=== SELECTED EXTRACT ===
*-*-*
And rebooting, installing, or removing ( I assume you mean programs ) does nothing to relieve fragmentation.

tell us what you mean when you say slow ?

describe to us how much time it will take for that avi to play on a disk containing 500 avi's ?

edit: i have a few hundred gigs on an ntfs drive' never defraged, i do not experience lag, once the drive is mounted' i can access and view hundreds of gigs instantly :shrug:

jdong
December 5th, 2008, 02:13 PM
tell us what you mean when you say slow ?

describe to us how much time it will take for that avi to play on a disk containing 500 avi's ?

edit: i have a few hundred gigs on an ntfs drive' never defraged, i do not experience lag, once the drive is mounted' i can access and view hundreds of gigs instantly :shrug:

In my worst-case scenario test on ext3, I downloaded a 4GB Fedora torrent rate-limited at 100KB/s to simulate the filesystem's worst-case fragmentation.


Then, I dropped the disk cache and read it back. It read back at around 8MB/s when the ideal disk speed is 40MB/s sustained sequential. So yeah, fragmentation did have an impact there. Defragging it causes it to read back at around 30MB/s. Interestingly enough, XFS read back at 30MB/s the first time, and after a defrag it read back at 40MB/s exactly.

Now back to my original point of not obsessing over maintenance: If these are AVI files, who cares? for the average HD AVI you only need to read it back at 3MB/s. If you're burning this torrent to a DVD, you only need to read it back at 2MB/s then 6MB/s then 12MB/s peak (by which time growisofs's buffer would've prefetched enough anyway).


Now if this were a raw DV video capture that you were editing in realtime, sure, you probably need all 30-40MB/s -- in which case go crazy defragging. Otherwise, I don't see the sense in wasting time reading back the data slowly just so that you can gamble on writing it back out a bit more neatly.

Delever
December 5th, 2008, 02:29 PM
Yes, linux handle NTFS differently.

This is typical windows disk, used alot. Red is swap file (unmovable), yellow - fragmented files, green - not fragmented files:

http://img514.imageshack.us/img514/8797/windowsfragmentedxn1.jpg

Windows allocates space for files sequentially, while linux calculates best place for each file and puts it anywhere on disk.

This is clean NTFS disk (4GB), created under linux, with 1GB of average size files (1 - 4 MB).

http://img80.imageshack.us/img80/1530/linuxntfsof9.jpg

Trying to defragment that under windows would take a lot of time, yet is is not actually fragmented. If you defragment it under windows, and continue to use filesystem under Linux, it will continue to place files all over the place, and it won't be so bad.
*-*-*
=== EXTRACTED RECORDS ===
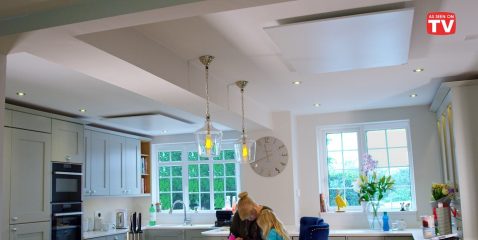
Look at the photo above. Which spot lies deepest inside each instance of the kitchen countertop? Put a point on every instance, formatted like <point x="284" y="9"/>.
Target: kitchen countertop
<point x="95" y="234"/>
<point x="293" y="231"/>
*-*-*
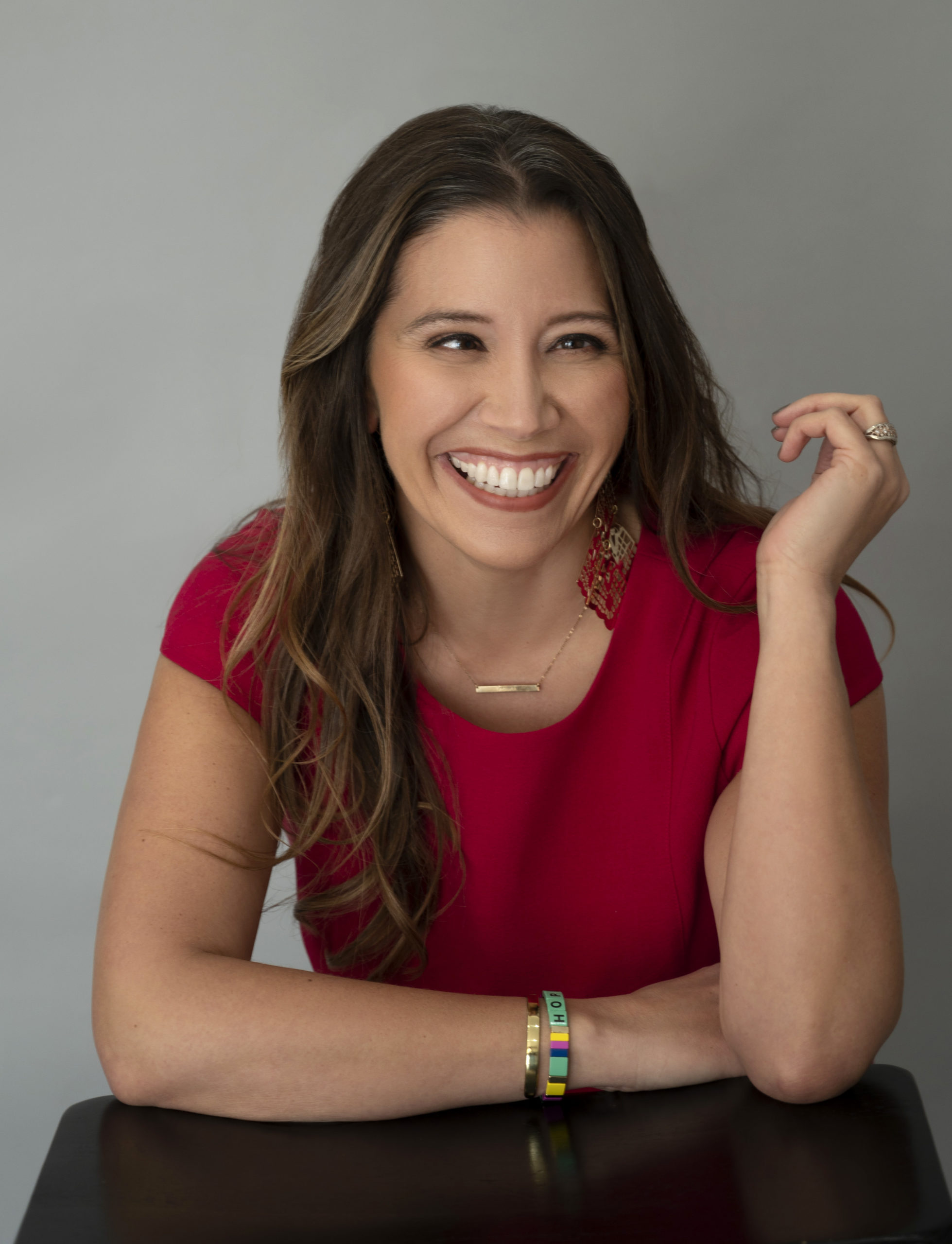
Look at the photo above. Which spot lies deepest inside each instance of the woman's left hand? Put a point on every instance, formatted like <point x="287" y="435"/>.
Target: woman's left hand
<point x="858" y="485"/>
*-*-*
=== REQUIREMENTS ===
1. In the fragmentation thread, at roughly what speed did the ext3 test file read back before it was defragmented?
2. List every color that the fragmentation thread uses to describe the typical Windows disk, with what each one represents.

=== ANSWERS FOR THE EXERCISE ===
1. Around 8MB/s.

2.
Red: the swap file (unmovable)
Yellow: fragmented files
Green: files that are not fragmented